§ **Excerpted passage**
* * * * * * *
Street-beating protector and archiver basks in analyst love

After three quarters of losses, Commvault made a $3.2m profit in its final fiscal 2017 quarter, just enough to tip the full year into profit.

Wall Street estimates were beaten as fourth quarter revenues rose 8 per cent year-on-year and 4 per cent quarter-on-quarter to $172.9m

Bob Hammer, Commvault's chairman, president and CEO, talked of, "record quarterly software revenue of $84.7m, representing growth of 15 per cent over the prior year quarter and 10 per cent sequentially."

Services revenue was $88.2m, up 2 per cent year-over-year and flat sequentially.


Full year revenues were $650.5m, up 9 per cent annually. Within that software revenues were up 15 per cent at $296.4m and services revenues of $354.1m were up 5 per cent. The chart shows Commvault has returned to growth after the previous year's decline. All its corrective work on sales, product development and pricing has come good.


In January Veeam said its full 2016 year revenues were $607m, making it and Commvault comparable in a revenue sense.
* * * * * * *
§ **Provided data**
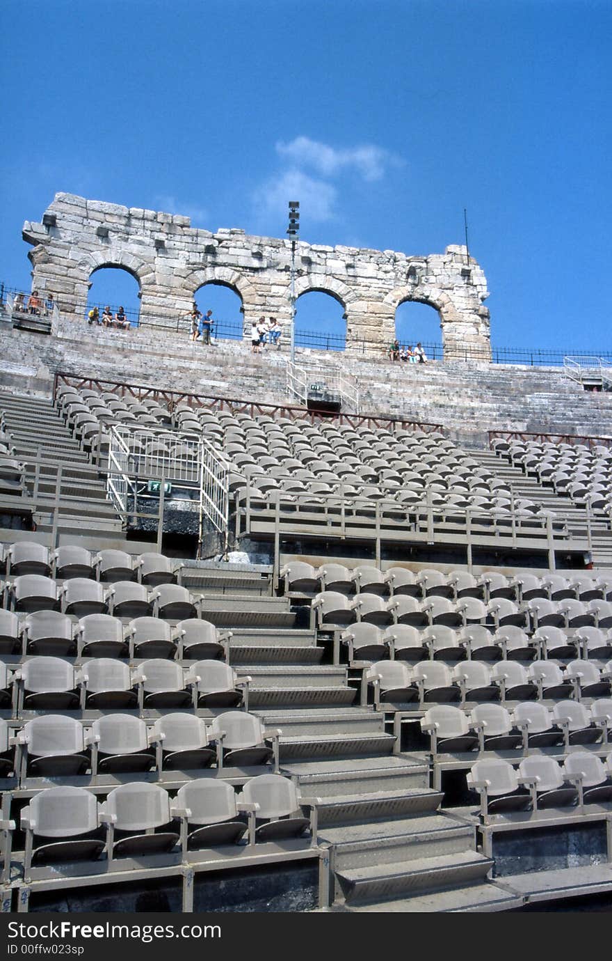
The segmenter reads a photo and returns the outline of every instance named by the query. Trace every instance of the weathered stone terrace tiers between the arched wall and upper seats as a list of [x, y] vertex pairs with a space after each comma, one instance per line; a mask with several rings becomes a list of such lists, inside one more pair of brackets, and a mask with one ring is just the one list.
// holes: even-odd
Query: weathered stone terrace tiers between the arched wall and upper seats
* * * * * * *
§ **Description of the task**
Please extend the Commvault earnings article from its final sentence, keeping it separate from the data.

§ **Response area**
Stifel analyst Aaron Rakers said: "Commvault continues to have significant sales productivity expansion, and thus leverage looking forward – our call with management highlighted early innings of full productivity expansion potential with a maturing in-territory sales force and strong retention rates."

Rakers highlighted "Commvault continues to see >200 per cent y/y growth in data managed into public cloud."

Jason Ader, an analyst at William Blair, offered his thoughts: "Software strength was driven by increasing adoption of Commvault solutions in the cloud, growth of stand-alone products (which carry a 2-times attach rate on other software solutions), healthy uptick in large enterprise deals (representing 57 per cent of software revenue, up 14 per cent year-over-year), and improved sales execution across all theaters (APAC a standout).

"Meanwhile, services revenue (up 3 per cent year-over-year in constant currency and flat sequentially) was also above the consensus, as maintenance renewals remain strong and pricing realignment is largely complete."

Commvault said it saw continued customer growth in the fourth quarter, without revealing numbers, but it did release names like Great-West Life & Annuity Insurance Company and others in the US – plus more in EMEA, such as Papierfabrik August Koehler, and Bank Pembangunan Malaysia Berhad (BPMB) amongst others in the Asia Pacific region.

So what now? Rakers mentioned the "strongest large deal pipeline/funnel looking into F1Q18; strong first month trends for June quarter," and says Commvault could have "strong double-digit y/y growth for software revenue".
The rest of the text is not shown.